**Entries provided**

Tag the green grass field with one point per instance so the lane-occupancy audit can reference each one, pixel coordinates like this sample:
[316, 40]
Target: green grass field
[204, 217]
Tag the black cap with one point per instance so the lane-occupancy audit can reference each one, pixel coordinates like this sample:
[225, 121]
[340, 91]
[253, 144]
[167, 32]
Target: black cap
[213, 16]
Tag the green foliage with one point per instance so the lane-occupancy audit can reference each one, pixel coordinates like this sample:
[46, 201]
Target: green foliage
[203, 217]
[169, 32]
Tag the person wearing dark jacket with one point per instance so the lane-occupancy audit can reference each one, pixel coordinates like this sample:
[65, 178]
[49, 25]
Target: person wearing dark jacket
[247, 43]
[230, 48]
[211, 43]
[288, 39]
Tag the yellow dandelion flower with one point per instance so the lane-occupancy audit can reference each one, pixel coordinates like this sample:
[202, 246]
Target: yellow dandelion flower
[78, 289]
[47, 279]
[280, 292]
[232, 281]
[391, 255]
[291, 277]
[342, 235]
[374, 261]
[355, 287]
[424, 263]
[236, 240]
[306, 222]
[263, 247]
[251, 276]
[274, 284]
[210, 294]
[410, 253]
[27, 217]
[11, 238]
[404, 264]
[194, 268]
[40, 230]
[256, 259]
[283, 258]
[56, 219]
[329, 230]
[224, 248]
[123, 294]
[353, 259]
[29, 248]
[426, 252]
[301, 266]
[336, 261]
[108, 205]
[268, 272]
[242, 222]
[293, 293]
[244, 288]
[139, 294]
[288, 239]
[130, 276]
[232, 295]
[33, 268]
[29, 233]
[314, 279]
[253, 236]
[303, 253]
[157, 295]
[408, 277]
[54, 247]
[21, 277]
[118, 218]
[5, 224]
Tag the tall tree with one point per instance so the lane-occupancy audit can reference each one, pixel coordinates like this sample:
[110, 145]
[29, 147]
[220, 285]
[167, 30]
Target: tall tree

**Exercise details**
Rewrite all of the rows above, replacing every "lane-occupancy audit" with "field survey" and leaving everything else unchanged.

**Written reply**
Tag the green grass field with one point per instance so the field survey can reference each one, pixel coordinates like this sample:
[316, 40]
Target: green grass field
[204, 217]
Tag the black cap with one point per instance so the field survey can reference each one, pixel coordinates like this sample:
[225, 121]
[340, 91]
[253, 144]
[167, 32]
Target: black cap
[213, 16]
Tag the green foliage with one point per instance so the field survey can reference each one, pixel coordinates like this sample:
[46, 201]
Target: green foliage
[203, 217]
[169, 32]
Tag the person wearing dark jacket with one point per instance so the field survey can reference each one, pixel coordinates like this sample:
[65, 178]
[49, 25]
Target: person wearing dark jacket
[247, 43]
[230, 48]
[211, 43]
[288, 39]
Tag the yellow dandelion flower with one point per instance so the field survey can reference each one, pixel coordinates like this sample:
[202, 246]
Target: yellow dandelion flower
[78, 289]
[47, 279]
[280, 292]
[232, 281]
[391, 255]
[291, 277]
[342, 235]
[374, 261]
[355, 287]
[424, 263]
[236, 240]
[306, 222]
[263, 247]
[251, 276]
[274, 284]
[210, 294]
[410, 253]
[27, 217]
[11, 238]
[404, 264]
[194, 268]
[40, 230]
[256, 259]
[283, 258]
[56, 219]
[329, 230]
[224, 248]
[123, 294]
[353, 259]
[29, 248]
[426, 252]
[301, 266]
[336, 261]
[108, 205]
[268, 272]
[242, 222]
[293, 293]
[244, 288]
[139, 294]
[288, 239]
[130, 276]
[232, 295]
[33, 268]
[29, 233]
[314, 279]
[253, 236]
[303, 253]
[157, 295]
[408, 277]
[54, 247]
[21, 277]
[118, 218]
[5, 224]
Tag the tall tree with one point per instance so the field survey can reference each one, pixel coordinates like this sample:
[110, 145]
[29, 147]
[220, 285]
[167, 30]
Target: tall tree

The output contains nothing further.